◆ Task brief ◆
Read the lines below. Copy out any that hold the string "whole".

────────

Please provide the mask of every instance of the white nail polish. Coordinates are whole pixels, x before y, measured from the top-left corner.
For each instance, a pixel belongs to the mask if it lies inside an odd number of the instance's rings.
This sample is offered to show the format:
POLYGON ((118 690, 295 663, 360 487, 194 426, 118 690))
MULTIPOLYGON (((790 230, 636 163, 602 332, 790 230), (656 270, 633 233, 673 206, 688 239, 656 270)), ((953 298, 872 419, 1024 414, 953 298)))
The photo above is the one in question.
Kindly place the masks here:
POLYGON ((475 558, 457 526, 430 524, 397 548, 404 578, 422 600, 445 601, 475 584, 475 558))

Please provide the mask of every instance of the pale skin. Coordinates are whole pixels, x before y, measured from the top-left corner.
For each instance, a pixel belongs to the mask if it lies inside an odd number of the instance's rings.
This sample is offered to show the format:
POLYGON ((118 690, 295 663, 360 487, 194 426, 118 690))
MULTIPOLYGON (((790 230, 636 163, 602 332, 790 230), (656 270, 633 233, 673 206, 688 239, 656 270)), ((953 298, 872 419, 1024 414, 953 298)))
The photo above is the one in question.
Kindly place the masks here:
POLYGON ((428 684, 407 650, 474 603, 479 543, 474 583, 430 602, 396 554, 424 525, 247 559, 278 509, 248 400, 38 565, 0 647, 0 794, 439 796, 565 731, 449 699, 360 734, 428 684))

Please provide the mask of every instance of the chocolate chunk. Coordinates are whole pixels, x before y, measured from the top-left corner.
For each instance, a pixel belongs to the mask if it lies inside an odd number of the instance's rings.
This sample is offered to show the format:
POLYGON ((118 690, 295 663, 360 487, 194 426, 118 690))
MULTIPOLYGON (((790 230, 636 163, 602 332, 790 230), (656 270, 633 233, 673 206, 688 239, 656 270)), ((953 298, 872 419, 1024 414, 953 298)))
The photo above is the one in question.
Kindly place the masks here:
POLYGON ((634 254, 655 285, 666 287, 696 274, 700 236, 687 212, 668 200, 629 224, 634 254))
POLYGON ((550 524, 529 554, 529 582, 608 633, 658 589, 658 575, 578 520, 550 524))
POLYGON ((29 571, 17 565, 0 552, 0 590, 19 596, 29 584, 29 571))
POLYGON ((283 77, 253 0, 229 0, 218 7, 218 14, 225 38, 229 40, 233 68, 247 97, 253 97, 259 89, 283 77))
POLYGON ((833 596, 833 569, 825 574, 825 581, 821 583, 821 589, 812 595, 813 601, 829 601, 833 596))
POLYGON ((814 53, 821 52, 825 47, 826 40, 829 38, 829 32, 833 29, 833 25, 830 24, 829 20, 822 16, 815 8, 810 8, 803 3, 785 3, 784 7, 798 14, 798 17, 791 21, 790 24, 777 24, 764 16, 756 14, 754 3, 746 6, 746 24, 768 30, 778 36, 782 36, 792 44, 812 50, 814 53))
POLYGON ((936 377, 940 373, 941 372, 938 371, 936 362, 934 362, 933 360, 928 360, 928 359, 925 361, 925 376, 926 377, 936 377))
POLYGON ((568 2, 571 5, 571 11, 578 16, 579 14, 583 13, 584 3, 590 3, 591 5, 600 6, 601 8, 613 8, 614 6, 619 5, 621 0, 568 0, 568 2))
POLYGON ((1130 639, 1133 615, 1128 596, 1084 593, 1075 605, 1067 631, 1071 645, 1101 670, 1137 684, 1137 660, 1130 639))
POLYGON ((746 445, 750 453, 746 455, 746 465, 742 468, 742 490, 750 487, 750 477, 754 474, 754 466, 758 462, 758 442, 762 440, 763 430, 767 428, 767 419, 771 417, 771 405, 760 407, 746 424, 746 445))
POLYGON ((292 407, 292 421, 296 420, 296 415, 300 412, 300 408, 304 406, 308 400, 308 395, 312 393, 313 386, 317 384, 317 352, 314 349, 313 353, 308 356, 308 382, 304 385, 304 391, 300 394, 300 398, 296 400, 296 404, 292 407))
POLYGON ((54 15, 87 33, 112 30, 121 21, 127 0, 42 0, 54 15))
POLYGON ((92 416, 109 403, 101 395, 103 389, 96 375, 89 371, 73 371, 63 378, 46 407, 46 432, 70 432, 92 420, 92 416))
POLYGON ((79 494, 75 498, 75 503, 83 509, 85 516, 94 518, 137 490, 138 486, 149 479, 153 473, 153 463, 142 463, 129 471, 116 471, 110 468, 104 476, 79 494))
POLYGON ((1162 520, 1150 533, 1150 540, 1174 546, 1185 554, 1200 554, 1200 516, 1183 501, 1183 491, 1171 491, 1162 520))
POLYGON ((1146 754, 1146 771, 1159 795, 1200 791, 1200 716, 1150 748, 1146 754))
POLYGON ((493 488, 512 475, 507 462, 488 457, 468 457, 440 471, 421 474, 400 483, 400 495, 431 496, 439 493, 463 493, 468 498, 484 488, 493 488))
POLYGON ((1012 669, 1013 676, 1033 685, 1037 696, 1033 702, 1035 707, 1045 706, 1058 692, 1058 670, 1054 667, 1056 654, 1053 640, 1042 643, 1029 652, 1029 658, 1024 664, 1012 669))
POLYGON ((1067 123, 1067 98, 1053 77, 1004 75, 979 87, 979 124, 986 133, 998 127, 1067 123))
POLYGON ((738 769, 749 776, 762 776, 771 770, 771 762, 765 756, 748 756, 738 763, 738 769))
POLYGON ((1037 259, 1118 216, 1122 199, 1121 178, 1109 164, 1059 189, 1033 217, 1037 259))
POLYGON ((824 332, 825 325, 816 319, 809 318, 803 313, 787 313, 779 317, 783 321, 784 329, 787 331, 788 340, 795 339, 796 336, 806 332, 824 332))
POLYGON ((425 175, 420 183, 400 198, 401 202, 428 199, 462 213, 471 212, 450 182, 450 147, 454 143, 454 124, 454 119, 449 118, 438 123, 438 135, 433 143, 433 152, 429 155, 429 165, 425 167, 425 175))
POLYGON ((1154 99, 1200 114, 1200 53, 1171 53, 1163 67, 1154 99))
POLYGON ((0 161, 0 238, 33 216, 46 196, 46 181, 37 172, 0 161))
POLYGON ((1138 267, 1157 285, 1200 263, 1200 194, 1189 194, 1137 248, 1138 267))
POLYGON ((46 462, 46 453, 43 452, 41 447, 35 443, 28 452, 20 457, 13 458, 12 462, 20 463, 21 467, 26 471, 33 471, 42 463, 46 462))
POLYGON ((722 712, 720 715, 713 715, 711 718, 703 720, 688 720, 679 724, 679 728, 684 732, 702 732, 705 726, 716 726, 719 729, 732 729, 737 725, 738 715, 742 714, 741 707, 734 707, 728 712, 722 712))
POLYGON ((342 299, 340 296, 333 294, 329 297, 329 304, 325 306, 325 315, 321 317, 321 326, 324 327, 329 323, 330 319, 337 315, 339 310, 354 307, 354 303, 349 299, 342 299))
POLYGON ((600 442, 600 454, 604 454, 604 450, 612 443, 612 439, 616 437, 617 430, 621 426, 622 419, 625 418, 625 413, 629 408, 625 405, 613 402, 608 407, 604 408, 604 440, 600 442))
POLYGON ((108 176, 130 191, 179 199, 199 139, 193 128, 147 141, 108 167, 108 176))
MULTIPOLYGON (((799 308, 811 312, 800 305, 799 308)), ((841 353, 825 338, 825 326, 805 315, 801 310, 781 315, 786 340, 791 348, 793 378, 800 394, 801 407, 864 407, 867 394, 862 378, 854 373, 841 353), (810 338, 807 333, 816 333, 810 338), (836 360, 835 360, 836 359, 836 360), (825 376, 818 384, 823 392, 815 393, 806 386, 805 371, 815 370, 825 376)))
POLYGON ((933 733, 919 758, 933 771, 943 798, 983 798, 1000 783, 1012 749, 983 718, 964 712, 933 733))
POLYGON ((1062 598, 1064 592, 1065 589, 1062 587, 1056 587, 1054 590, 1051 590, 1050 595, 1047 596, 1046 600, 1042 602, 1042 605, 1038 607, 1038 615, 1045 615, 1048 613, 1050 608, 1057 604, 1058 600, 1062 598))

────────

◆ Result for this exercise ◆
Please provide the mask of every instance of the white nail polish. Coordinates are whole pixels, x before y, measured from the top-left corner.
Please provide the mask of every instance of the pale skin. Coordinates are whole pixels, x before y, measured from the top-left corner.
Please provide the mask of every instance of the chocolate chunk. Coordinates are whole pixels, x before y, measured from the top-left corner.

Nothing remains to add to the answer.